REQUIRED WORK
Make an exact copy of the listing underneath, skipping each picture.

TASK INPUTS
====

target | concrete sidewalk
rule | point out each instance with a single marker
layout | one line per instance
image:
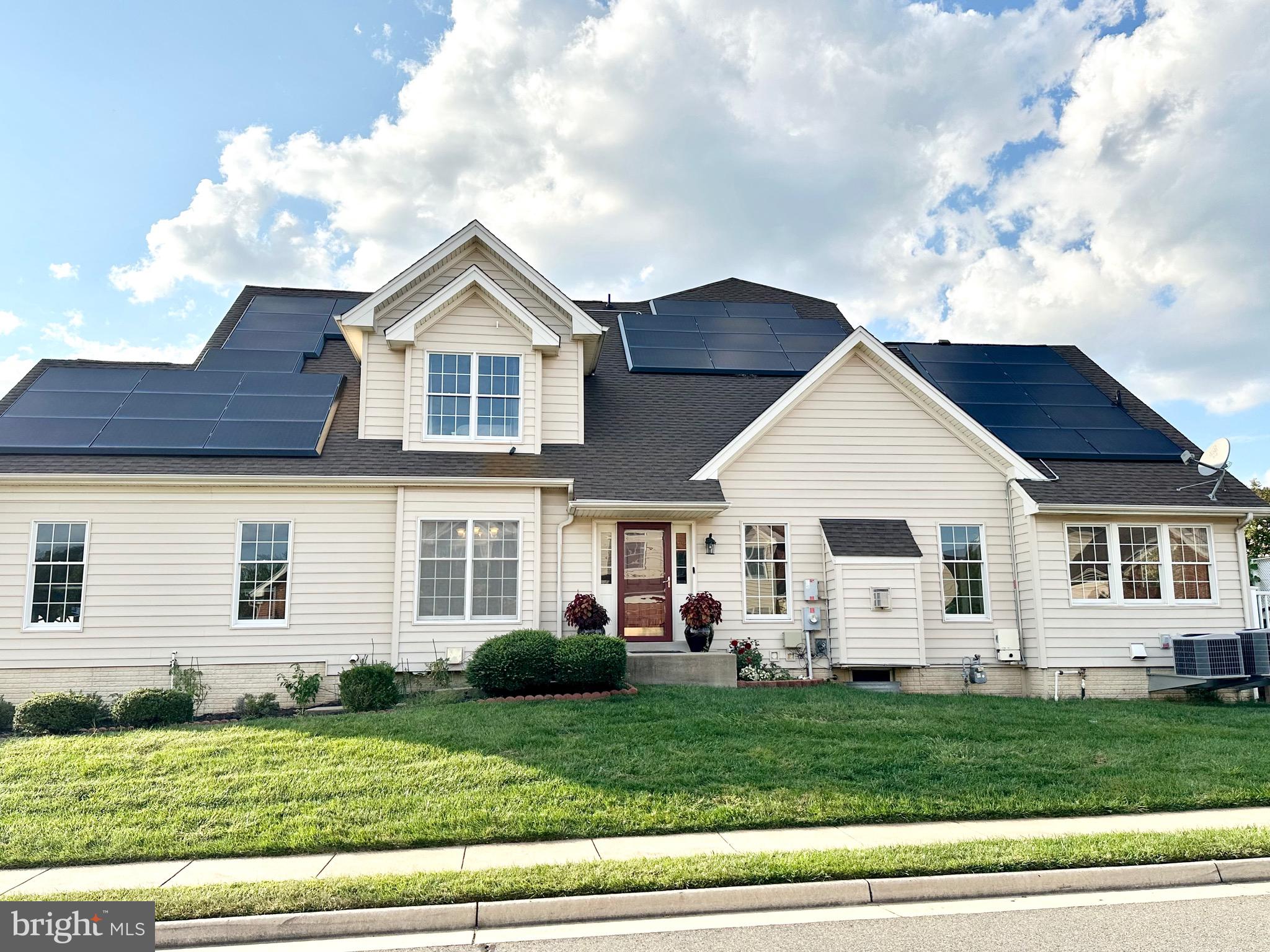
(200, 873)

====

WRITTEN RESPONSE
target | concrete sidewalk
rule | point out each instance with a single marker
layout | one line per instance
image:
(200, 873)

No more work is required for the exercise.